[[ INPUT RECORDS open ]]
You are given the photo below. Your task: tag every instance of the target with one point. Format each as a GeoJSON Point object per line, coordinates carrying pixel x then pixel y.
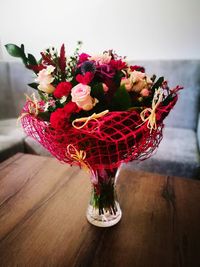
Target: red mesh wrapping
{"type": "Point", "coordinates": [112, 139]}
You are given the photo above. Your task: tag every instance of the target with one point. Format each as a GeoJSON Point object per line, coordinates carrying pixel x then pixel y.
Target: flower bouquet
{"type": "Point", "coordinates": [95, 111]}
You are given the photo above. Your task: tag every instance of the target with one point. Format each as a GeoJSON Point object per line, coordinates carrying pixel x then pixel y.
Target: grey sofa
{"type": "Point", "coordinates": [178, 153]}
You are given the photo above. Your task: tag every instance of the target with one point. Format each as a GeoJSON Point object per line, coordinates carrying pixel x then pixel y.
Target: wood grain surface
{"type": "Point", "coordinates": [43, 223]}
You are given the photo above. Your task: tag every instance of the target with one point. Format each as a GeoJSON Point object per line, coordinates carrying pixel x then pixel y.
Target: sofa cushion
{"type": "Point", "coordinates": [33, 147]}
{"type": "Point", "coordinates": [179, 72]}
{"type": "Point", "coordinates": [11, 138]}
{"type": "Point", "coordinates": [14, 79]}
{"type": "Point", "coordinates": [177, 155]}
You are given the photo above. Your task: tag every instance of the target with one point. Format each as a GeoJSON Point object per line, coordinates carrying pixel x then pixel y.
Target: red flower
{"type": "Point", "coordinates": [62, 89]}
{"type": "Point", "coordinates": [85, 79]}
{"type": "Point", "coordinates": [137, 68]}
{"type": "Point", "coordinates": [60, 118]}
{"type": "Point", "coordinates": [118, 64]}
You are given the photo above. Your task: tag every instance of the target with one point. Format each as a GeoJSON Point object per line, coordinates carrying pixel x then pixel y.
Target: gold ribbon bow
{"type": "Point", "coordinates": [85, 120]}
{"type": "Point", "coordinates": [33, 106]}
{"type": "Point", "coordinates": [78, 156]}
{"type": "Point", "coordinates": [151, 118]}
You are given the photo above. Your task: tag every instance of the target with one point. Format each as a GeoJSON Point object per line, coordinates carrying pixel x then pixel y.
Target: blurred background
{"type": "Point", "coordinates": [156, 29]}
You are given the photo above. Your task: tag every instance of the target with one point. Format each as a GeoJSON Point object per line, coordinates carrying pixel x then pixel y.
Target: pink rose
{"type": "Point", "coordinates": [144, 92]}
{"type": "Point", "coordinates": [127, 83]}
{"type": "Point", "coordinates": [81, 96]}
{"type": "Point", "coordinates": [45, 79]}
{"type": "Point", "coordinates": [105, 88]}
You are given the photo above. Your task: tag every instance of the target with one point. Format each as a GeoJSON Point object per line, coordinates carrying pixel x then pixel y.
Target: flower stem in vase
{"type": "Point", "coordinates": [104, 209]}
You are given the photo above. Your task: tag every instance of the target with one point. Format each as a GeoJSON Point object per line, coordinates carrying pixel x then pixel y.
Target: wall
{"type": "Point", "coordinates": [141, 29]}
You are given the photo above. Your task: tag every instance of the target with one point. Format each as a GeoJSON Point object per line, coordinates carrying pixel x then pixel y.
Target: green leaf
{"type": "Point", "coordinates": [158, 83]}
{"type": "Point", "coordinates": [122, 99]}
{"type": "Point", "coordinates": [33, 85]}
{"type": "Point", "coordinates": [14, 50]}
{"type": "Point", "coordinates": [32, 60]}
[[ INPUT RECORDS closed ]]
PROBLEM – From the first line to the last, repeat the records exactly and skip the pictures.

SOLUTION TO THE PROBLEM –
You are given the photo below. Your task: tag every instance of the target with one point. Format each as a GeoJSON Point object per line, coordinates carrying pixel x then pixel y.
Target: red mesh wrapping
{"type": "Point", "coordinates": [112, 139]}
You are given the photo above. Your task: tag every instance of the target with one point. Format each as a GeoJSON Point object per line, coordinates carrying pixel x then pixel y.
Target: flower bouquet
{"type": "Point", "coordinates": [95, 111]}
You are given the photo above. Your task: tag every instance of the target with one point. Format each as a GeoJSON Point object per line, coordinates carrying pixel x then pixel y.
Target: grey sofa
{"type": "Point", "coordinates": [178, 153]}
You are given the photo above. Your task: tag every instance of the target with one point. Format each as a GeoJSON Point object per line, coordinates carrying pixel x then pixel y.
Target: wood grain surface
{"type": "Point", "coordinates": [43, 223]}
You are given the photo above. Your task: tag every instance of the target with one point. Format each as a GeoJSON Point object per line, coordinates carrying pixel x then pixel y.
Target: sofa cushion
{"type": "Point", "coordinates": [33, 147]}
{"type": "Point", "coordinates": [179, 72]}
{"type": "Point", "coordinates": [11, 138]}
{"type": "Point", "coordinates": [14, 79]}
{"type": "Point", "coordinates": [177, 155]}
You are given the photo above. Your task: tag every instance of the target with one point. Format each as a GeoJSON Point object per line, coordinates carrying pixel x then pixel y.
Target: red flower
{"type": "Point", "coordinates": [62, 89]}
{"type": "Point", "coordinates": [85, 79]}
{"type": "Point", "coordinates": [137, 68]}
{"type": "Point", "coordinates": [60, 118]}
{"type": "Point", "coordinates": [118, 64]}
You are given the photo above. Your task: tag every instance of the target with one point. Format each as a GeoJSON Point object per line, coordinates carrying pixel x then pixel y.
Target: gold ribbon bow
{"type": "Point", "coordinates": [85, 120]}
{"type": "Point", "coordinates": [33, 106]}
{"type": "Point", "coordinates": [78, 156]}
{"type": "Point", "coordinates": [151, 118]}
You are given the photo above. Your task: tag every instance of the target with one point. Format each as a GeoJSON Point object per line, coordinates carrying pixel x then pixel y.
Target: blurred background
{"type": "Point", "coordinates": [156, 29]}
You are given the photo above. Your task: tag every instance of the target with one point. Format each as a GeoJSON Point object per line, coordinates carrying pixel x then pixel y.
Target: pink rose
{"type": "Point", "coordinates": [144, 92]}
{"type": "Point", "coordinates": [127, 83]}
{"type": "Point", "coordinates": [81, 96]}
{"type": "Point", "coordinates": [45, 79]}
{"type": "Point", "coordinates": [105, 88]}
You are given the photo above. Your task: tag every instance of the target with one point. Format each as a GeoJSON Point object per line, coordinates carrying pixel x then pixel y.
Target: flower stem in vase
{"type": "Point", "coordinates": [104, 209]}
You are given the photo above. Your task: tag every instance of the target with one point. Format each as a GeoJSON Point object per line, coordinates carrying pixel x then pixel y.
Target: wall
{"type": "Point", "coordinates": [141, 29]}
You are given the photo above. Your task: tag every instance of the target with one point. Format each as a GeoJSON Point object per line, coordinates carrying pixel x then pixel y.
Target: green leaf
{"type": "Point", "coordinates": [158, 83]}
{"type": "Point", "coordinates": [122, 99]}
{"type": "Point", "coordinates": [33, 85]}
{"type": "Point", "coordinates": [14, 50]}
{"type": "Point", "coordinates": [32, 60]}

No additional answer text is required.